Given data →
——
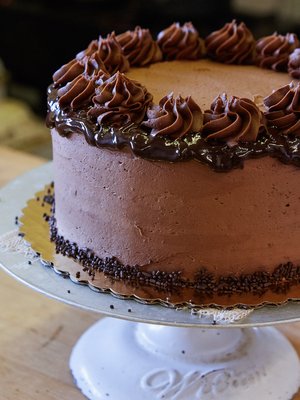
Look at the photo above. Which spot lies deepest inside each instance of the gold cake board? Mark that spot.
(35, 229)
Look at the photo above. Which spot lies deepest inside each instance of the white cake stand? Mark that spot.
(152, 352)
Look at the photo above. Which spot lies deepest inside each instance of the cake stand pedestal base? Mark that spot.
(121, 360)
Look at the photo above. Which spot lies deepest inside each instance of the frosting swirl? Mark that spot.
(294, 64)
(181, 42)
(139, 47)
(273, 51)
(234, 120)
(232, 44)
(107, 52)
(174, 117)
(74, 68)
(283, 107)
(78, 93)
(120, 101)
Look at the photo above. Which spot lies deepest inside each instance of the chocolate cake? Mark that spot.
(176, 164)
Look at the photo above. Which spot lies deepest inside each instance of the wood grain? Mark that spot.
(37, 334)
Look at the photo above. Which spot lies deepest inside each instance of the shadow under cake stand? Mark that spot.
(153, 352)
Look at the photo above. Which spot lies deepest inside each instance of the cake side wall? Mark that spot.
(176, 216)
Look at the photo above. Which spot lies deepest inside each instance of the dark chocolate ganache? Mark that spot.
(218, 155)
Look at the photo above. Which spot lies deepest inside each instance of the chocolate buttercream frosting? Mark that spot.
(283, 107)
(174, 118)
(75, 68)
(139, 47)
(181, 42)
(232, 120)
(120, 101)
(106, 51)
(273, 51)
(294, 64)
(233, 44)
(79, 92)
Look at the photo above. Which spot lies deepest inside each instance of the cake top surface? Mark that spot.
(167, 101)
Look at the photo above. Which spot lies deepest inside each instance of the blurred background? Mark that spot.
(38, 36)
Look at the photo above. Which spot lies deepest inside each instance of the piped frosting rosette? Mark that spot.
(232, 120)
(79, 92)
(273, 51)
(294, 64)
(139, 47)
(120, 101)
(174, 117)
(107, 51)
(181, 42)
(233, 44)
(283, 109)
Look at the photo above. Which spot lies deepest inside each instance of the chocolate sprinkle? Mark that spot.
(205, 283)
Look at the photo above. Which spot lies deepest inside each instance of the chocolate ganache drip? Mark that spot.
(139, 47)
(234, 120)
(181, 42)
(106, 51)
(283, 107)
(174, 117)
(233, 44)
(273, 51)
(120, 101)
(294, 64)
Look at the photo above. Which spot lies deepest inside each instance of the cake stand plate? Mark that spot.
(162, 353)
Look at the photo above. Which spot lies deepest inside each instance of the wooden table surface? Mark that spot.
(37, 333)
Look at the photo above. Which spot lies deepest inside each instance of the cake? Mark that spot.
(176, 164)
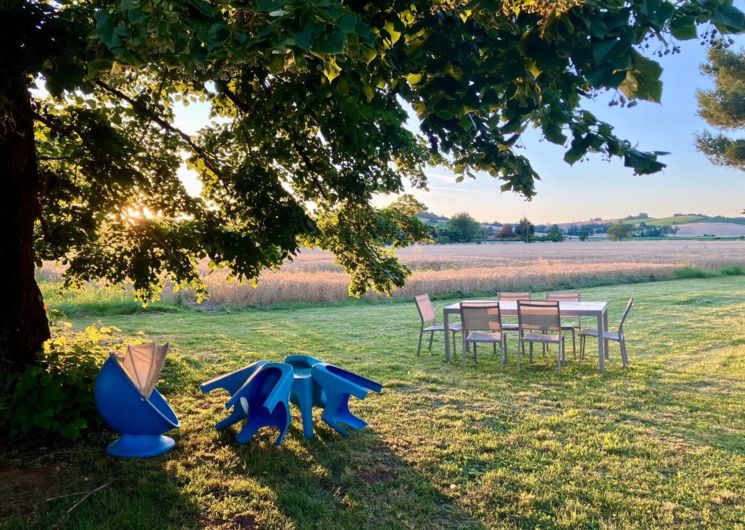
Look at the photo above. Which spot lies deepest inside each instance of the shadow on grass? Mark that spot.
(356, 482)
(79, 486)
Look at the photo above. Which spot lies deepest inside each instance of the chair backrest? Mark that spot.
(564, 297)
(625, 314)
(513, 297)
(480, 316)
(538, 315)
(425, 308)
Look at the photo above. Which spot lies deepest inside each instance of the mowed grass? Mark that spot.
(658, 445)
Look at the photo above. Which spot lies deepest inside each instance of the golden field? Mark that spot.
(313, 276)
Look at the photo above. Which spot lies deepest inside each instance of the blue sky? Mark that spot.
(598, 188)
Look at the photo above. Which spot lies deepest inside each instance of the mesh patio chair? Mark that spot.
(577, 321)
(429, 322)
(616, 336)
(540, 322)
(482, 324)
(512, 297)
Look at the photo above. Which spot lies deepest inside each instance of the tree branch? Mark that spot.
(312, 171)
(164, 124)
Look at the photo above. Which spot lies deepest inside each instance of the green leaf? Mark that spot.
(683, 28)
(643, 79)
(269, 5)
(333, 44)
(348, 22)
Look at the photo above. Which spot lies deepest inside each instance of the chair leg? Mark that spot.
(624, 354)
(520, 346)
(574, 344)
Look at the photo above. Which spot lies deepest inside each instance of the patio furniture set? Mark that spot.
(546, 321)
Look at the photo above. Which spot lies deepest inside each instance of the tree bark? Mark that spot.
(23, 321)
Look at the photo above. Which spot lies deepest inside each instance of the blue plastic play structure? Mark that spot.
(261, 398)
(140, 420)
(305, 381)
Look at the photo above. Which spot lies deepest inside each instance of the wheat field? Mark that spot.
(313, 276)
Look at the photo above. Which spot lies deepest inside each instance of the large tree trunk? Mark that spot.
(23, 321)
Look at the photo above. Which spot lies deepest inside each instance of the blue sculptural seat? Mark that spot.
(318, 384)
(305, 393)
(338, 386)
(261, 393)
(262, 399)
(141, 419)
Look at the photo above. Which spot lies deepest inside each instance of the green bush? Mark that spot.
(54, 396)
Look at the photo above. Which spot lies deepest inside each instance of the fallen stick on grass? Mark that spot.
(86, 496)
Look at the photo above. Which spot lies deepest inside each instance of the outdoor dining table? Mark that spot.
(598, 310)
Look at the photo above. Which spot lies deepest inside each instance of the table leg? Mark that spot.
(446, 333)
(601, 343)
(606, 346)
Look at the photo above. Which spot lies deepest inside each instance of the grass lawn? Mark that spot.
(660, 444)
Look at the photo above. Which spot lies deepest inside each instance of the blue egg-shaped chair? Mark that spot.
(129, 403)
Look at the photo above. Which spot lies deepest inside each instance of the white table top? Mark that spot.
(588, 308)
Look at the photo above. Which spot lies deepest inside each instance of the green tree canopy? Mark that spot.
(524, 229)
(308, 105)
(723, 107)
(463, 228)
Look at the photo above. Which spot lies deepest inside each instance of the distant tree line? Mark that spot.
(463, 228)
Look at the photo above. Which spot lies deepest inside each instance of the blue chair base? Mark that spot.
(140, 445)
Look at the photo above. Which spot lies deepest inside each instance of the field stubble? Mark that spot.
(314, 276)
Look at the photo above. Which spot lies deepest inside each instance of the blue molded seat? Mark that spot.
(338, 385)
(305, 393)
(232, 381)
(262, 401)
(140, 421)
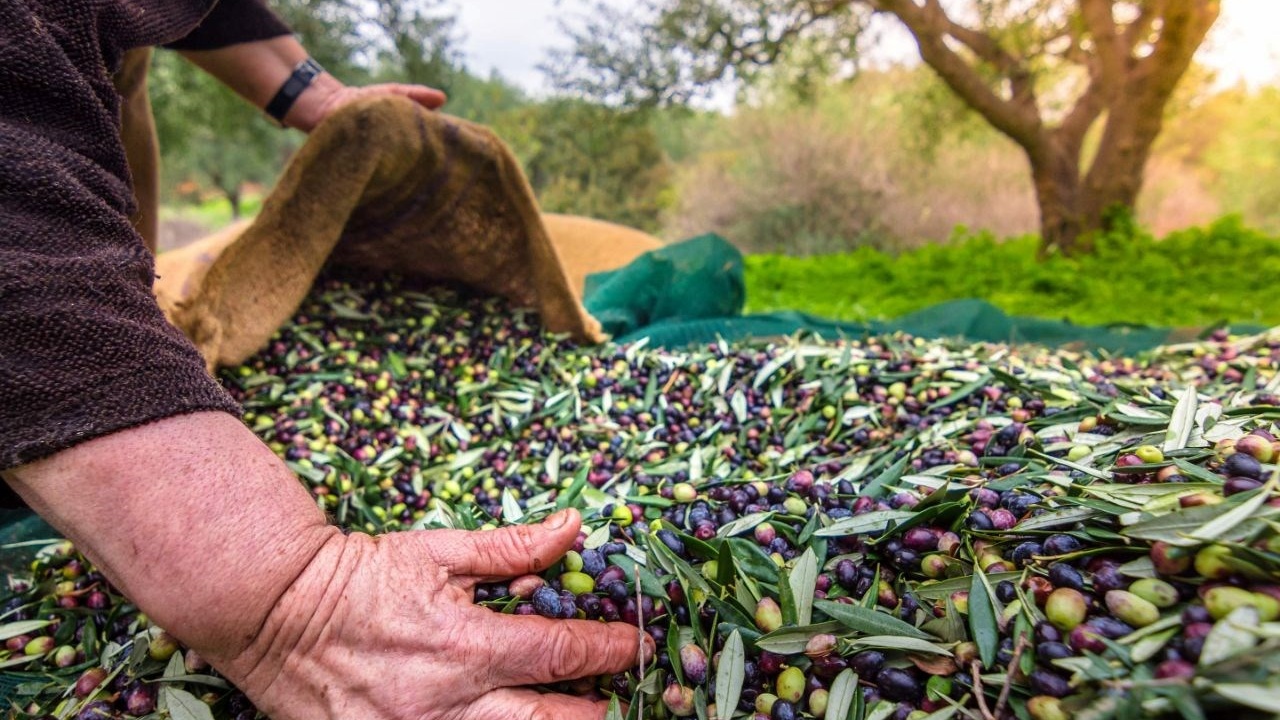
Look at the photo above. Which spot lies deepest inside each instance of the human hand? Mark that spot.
(327, 95)
(384, 628)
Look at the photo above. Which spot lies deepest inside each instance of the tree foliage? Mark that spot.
(1051, 74)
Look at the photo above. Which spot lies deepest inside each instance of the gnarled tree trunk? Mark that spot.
(1133, 71)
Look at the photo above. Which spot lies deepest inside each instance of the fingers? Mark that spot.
(429, 98)
(504, 552)
(552, 651)
(529, 705)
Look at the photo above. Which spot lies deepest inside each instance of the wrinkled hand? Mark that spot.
(327, 95)
(383, 628)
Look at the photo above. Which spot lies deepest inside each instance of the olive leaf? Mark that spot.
——
Copy the lines exactly, starting with the one that contains "wrinkled hand? Mark that spot." and continuing through the last line above.

Answer →
Look at the photo above. Which spot lies deepest inside each instance of the wrinkled hand? Mark that spot.
(327, 95)
(383, 628)
Look at the photo above. Which spot lies deepest inside each instance of the olive leaf? Mark that spot.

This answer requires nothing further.